# SUPPLIED DATA start

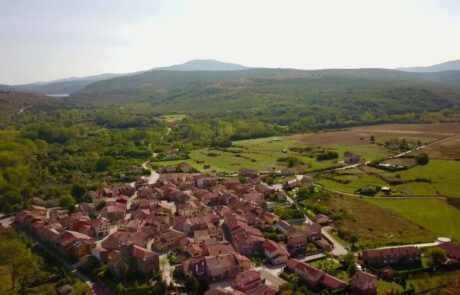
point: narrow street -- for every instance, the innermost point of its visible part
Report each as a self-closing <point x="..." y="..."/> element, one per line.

# SUPPLIED DATA end
# SUPPLIED DATA start

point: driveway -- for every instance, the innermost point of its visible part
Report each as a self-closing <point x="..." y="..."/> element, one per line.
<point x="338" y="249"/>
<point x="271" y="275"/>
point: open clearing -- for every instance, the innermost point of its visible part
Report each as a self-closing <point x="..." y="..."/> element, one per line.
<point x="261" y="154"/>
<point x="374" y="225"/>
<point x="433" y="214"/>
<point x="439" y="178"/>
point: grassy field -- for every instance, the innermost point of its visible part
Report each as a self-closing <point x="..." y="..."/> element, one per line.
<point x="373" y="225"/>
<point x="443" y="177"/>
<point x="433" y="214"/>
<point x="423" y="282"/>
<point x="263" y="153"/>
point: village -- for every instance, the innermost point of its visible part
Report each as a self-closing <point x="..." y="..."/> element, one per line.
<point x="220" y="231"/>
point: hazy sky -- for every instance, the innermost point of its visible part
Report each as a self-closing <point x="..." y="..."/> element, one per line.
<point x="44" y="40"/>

# SUPPLIED DATA end

__WHAT TO DO__:
How many lines of the material contain the word "instance"? Reply with the number only.

__ANSWER TO THE TASK__:
6